**DOCUMENT SEGMENT**
Segment Open
The above has recommendations based on genre

Modification of above code on type of recommendation based of top 3 actors, director, top 3 genres and top 3 keywords of the given movie.

In [None]:
data_content_based.head()

cleaning data i.e all lower case and remove spaces between names

In [None]:
def clean_data(x):
    if isinstance(x, list):
        return [str.lower(i.replace(" ", "")) for i in x]
    else:
        #Check if director exists. If not, return empty string
        if isinstance(x, str):
            return str.lower(x.replace(" ", ""))
        else:
            return ''

cleaning data in -features might need to change features name because its already being used in the demographic filtering mode

In [None]:
features = ['cast', 'keywords', 'director', 'genres']
for feature in features:
    data_content_based[feature] = data_content_based[feature].apply(clean_data)

In [None]:
def create_combined_features(x):
    return ' '.join(x['keywords']) + ' ' + ' '.join(x['cast']) + ' ' + x['director'] + ' ' + ' '.join(x['genres'])
data_content_based['combined_features'] = data_content_based.apply(create_combined_features, axis=1)

creating a word vector of the entire corpus and provides the frequency of the each word in the document.

In [None]:
count = CountVectorizer(stop_words='english')
count_matrix = count.fit_transform(data_content_based['combined_features'])
count_matrix.shape

(movies,unique words )

Converting count matrix to Pandas Dataframe to view word frequencies

In [None]:
doc_term_matrix = count_matrix.todense()
data_frame_database2 = pd.DataFrame(doc_term_matrix, columns=count.get_feature_names_out(), index=data_content_based.combined_features)
data_frame_database2.to_csv(os.path.join(r'movies_database_countmatrix.csv'), index=True)

In [None]:
data_frame_database2.head()

Computing Similarity Score using Cosine Similarity

In [None]:
cosine_sim2 = cosine_similarity(count_matrix, count_matrix)
Segment Closed
**WHAT YOU SHOULD DO**
In the movie recommendation text, list every column name in the `features` list that is passed to `clean_data`.

**Stored entries**
Segment Open
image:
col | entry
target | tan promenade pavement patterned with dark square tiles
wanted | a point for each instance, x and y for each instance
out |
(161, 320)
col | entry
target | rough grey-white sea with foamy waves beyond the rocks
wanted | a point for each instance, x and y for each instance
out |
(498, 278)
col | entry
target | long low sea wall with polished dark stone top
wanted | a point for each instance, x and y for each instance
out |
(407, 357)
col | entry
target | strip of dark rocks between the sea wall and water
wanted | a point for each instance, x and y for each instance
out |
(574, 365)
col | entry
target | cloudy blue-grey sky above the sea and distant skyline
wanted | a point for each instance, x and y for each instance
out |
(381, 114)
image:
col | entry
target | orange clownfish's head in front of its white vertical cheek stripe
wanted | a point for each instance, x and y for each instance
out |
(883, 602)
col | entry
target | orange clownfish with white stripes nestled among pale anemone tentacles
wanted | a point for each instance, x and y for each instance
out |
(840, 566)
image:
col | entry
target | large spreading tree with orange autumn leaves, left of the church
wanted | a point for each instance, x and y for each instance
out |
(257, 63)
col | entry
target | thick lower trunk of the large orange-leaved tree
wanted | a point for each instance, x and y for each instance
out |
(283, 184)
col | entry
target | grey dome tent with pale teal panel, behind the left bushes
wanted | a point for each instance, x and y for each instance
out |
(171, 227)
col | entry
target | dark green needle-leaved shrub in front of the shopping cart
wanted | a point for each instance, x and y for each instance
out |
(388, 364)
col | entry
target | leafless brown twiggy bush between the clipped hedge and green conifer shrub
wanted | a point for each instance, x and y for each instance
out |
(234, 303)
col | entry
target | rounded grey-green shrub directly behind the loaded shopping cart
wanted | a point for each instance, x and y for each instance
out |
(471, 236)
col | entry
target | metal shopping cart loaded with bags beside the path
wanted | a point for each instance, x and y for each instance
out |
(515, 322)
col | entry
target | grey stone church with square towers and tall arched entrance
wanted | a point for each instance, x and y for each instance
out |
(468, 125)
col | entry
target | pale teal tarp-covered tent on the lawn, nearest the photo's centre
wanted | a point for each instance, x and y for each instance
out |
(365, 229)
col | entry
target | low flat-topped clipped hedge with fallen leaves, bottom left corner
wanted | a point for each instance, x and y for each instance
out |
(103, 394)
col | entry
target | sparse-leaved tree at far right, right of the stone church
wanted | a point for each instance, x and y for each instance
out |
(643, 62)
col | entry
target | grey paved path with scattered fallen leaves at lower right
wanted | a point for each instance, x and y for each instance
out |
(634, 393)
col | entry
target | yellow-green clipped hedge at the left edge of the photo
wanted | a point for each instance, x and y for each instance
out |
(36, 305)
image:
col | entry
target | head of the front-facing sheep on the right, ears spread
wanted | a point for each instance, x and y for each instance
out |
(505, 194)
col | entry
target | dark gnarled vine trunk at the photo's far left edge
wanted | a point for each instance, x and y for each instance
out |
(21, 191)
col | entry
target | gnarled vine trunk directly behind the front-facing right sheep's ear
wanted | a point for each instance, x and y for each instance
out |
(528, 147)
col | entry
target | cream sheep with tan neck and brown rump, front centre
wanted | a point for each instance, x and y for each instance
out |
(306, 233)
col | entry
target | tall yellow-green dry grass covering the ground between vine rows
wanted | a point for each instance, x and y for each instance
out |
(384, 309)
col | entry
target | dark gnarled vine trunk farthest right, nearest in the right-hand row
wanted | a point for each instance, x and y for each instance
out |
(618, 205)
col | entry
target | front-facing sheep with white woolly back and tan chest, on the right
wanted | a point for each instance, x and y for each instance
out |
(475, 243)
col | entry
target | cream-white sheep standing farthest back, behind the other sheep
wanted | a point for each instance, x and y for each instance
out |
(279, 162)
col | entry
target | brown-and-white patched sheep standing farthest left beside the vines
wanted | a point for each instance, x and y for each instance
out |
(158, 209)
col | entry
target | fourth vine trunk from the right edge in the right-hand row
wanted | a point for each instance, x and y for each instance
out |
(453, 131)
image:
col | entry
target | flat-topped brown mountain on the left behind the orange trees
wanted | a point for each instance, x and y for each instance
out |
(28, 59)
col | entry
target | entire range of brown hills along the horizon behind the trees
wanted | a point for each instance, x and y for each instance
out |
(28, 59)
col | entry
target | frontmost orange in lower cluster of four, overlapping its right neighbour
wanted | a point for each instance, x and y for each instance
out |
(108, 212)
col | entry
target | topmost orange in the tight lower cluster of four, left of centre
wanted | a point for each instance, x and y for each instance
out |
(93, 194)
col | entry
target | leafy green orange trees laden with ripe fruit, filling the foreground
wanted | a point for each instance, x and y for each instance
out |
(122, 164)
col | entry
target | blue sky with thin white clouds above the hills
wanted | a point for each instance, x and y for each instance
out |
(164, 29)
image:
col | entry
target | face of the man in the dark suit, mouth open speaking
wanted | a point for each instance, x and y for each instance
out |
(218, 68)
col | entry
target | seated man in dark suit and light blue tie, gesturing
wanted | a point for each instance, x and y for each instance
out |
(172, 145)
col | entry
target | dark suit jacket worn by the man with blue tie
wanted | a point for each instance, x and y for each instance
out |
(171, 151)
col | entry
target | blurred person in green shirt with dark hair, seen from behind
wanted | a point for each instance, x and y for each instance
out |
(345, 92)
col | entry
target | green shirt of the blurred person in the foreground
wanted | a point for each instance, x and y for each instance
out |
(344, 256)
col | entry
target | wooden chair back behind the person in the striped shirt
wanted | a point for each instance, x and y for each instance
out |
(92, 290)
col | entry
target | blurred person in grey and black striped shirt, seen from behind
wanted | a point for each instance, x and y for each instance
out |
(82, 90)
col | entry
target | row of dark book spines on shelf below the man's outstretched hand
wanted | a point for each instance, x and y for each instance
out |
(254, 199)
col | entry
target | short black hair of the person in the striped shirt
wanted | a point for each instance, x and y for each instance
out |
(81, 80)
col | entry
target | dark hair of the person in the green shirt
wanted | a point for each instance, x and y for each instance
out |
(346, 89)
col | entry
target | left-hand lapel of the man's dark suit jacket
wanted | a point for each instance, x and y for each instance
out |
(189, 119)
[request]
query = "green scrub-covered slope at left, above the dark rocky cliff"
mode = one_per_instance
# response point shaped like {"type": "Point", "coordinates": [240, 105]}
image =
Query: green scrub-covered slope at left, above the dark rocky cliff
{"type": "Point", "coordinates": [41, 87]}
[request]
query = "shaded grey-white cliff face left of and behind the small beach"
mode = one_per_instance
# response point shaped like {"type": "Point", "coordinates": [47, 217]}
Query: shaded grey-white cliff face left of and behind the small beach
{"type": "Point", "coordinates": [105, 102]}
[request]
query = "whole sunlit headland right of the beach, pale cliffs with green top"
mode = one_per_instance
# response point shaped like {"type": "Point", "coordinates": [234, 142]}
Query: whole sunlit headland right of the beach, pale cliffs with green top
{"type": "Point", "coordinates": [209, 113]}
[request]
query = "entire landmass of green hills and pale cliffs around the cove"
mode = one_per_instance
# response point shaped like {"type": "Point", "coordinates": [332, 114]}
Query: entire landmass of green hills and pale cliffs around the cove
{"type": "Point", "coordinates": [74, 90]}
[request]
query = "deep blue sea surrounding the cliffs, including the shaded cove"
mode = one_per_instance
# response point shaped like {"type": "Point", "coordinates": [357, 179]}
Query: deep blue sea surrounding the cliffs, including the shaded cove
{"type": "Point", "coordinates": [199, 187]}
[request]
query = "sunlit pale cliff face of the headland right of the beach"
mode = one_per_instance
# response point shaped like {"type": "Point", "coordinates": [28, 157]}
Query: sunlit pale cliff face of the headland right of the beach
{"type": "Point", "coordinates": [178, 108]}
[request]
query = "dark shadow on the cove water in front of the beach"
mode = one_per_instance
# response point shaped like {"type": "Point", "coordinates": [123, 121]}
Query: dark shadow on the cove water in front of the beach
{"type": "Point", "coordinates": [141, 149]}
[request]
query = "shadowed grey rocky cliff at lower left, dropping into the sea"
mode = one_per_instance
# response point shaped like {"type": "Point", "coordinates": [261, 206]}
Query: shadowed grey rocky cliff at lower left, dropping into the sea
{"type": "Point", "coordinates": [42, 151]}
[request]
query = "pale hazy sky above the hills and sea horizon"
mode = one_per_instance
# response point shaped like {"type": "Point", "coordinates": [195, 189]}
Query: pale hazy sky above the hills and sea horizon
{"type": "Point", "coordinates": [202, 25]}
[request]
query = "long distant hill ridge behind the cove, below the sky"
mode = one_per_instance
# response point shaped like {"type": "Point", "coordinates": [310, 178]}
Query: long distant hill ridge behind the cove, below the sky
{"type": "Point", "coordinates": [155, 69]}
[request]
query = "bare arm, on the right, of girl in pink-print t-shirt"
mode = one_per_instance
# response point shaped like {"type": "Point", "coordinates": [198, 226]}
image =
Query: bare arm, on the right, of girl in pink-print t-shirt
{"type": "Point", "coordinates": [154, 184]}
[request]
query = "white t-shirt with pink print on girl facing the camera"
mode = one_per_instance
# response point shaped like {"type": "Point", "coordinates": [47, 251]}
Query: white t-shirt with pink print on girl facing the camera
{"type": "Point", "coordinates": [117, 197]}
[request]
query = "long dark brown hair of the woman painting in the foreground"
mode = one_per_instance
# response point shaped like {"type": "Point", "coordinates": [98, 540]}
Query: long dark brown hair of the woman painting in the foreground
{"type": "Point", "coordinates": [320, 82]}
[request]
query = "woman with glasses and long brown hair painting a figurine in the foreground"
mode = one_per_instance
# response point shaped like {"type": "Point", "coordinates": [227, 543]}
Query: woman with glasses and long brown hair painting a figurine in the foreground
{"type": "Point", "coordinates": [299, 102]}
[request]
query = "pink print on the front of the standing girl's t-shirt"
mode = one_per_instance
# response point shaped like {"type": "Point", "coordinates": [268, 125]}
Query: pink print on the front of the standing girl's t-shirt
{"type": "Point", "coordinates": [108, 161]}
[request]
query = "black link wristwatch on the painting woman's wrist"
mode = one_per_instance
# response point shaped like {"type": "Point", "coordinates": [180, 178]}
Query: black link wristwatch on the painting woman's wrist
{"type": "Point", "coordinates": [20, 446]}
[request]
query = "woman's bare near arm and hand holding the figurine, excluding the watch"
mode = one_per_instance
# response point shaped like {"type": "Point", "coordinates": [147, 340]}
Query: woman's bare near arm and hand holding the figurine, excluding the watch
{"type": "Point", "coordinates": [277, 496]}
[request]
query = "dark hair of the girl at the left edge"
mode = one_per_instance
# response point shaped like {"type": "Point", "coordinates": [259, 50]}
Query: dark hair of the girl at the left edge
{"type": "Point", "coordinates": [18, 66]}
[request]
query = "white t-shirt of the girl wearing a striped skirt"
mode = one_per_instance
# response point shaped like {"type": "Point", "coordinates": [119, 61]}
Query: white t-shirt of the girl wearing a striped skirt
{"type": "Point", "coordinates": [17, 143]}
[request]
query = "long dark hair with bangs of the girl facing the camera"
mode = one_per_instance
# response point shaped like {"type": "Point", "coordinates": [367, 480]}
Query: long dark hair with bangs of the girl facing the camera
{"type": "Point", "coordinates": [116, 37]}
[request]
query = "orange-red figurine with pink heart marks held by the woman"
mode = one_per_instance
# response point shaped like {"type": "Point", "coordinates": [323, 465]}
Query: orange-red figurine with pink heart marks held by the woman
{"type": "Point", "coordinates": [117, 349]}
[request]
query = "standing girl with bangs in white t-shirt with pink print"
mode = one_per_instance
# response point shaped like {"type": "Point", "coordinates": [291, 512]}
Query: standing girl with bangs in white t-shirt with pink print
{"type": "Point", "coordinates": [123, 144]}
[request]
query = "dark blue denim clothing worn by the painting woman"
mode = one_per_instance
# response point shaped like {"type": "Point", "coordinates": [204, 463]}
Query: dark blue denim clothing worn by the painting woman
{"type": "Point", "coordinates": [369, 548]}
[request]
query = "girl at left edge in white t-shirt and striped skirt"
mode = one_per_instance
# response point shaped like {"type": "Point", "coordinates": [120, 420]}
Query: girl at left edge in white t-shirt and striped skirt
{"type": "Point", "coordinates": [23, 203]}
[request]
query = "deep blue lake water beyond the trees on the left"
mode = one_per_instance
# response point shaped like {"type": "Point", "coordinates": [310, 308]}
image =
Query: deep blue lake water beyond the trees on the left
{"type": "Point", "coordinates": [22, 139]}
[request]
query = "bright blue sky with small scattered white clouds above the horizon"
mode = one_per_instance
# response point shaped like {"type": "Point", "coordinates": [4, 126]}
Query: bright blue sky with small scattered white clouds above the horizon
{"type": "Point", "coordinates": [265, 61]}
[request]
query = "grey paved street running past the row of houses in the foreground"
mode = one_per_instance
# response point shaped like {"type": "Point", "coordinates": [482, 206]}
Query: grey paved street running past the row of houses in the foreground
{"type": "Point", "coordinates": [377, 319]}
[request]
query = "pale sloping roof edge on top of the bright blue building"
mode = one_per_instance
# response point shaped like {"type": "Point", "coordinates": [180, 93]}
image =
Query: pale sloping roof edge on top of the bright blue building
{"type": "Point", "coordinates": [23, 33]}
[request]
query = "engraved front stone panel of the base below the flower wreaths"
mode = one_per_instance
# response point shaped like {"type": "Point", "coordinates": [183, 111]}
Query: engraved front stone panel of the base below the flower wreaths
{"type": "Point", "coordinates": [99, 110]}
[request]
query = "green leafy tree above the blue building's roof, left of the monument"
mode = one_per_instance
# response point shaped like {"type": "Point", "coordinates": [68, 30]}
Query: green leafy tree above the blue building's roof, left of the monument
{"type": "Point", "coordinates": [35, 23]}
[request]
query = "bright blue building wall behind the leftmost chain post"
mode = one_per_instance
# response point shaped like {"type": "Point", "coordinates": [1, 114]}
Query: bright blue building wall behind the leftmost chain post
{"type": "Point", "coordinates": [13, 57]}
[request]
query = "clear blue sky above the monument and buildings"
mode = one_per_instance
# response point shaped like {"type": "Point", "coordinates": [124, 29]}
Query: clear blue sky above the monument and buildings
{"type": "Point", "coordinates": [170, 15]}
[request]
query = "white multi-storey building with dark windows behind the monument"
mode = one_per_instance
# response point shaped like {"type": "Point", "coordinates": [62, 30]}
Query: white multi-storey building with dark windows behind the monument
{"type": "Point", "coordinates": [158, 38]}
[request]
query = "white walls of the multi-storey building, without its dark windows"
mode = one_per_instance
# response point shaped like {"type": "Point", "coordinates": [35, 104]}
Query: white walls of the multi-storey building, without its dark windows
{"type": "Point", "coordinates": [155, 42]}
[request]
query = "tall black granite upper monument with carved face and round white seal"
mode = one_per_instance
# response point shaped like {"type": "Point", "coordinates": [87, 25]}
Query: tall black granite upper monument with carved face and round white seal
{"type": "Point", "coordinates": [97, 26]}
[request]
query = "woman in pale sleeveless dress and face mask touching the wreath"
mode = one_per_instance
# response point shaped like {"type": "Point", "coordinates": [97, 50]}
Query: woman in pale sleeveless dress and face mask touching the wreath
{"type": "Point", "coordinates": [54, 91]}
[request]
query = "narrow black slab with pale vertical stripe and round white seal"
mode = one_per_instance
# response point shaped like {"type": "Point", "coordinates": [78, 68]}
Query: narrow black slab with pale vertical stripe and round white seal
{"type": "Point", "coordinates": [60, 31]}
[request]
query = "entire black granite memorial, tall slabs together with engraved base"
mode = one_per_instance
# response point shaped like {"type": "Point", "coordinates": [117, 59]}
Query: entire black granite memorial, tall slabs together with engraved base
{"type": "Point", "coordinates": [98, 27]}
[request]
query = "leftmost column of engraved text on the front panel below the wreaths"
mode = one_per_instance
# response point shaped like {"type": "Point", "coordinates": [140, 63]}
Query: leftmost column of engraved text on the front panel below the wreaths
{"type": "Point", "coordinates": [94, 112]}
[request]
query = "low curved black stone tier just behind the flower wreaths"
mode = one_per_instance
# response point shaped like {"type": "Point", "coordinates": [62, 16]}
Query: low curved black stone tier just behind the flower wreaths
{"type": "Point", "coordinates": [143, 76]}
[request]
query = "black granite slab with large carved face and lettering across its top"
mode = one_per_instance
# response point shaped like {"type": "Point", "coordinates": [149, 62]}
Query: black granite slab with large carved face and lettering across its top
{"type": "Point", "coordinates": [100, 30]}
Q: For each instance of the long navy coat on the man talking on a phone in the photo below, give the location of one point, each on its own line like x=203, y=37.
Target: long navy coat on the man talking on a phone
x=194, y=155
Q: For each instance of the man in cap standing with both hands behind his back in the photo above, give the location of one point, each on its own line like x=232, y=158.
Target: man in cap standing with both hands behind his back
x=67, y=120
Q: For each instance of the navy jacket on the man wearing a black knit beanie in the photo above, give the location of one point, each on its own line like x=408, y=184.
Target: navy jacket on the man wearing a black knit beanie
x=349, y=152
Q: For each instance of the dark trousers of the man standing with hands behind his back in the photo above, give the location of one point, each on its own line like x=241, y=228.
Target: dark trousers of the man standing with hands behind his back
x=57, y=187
Segment Closed
**YOUR SOLUTION**
cast, keywords, director, genres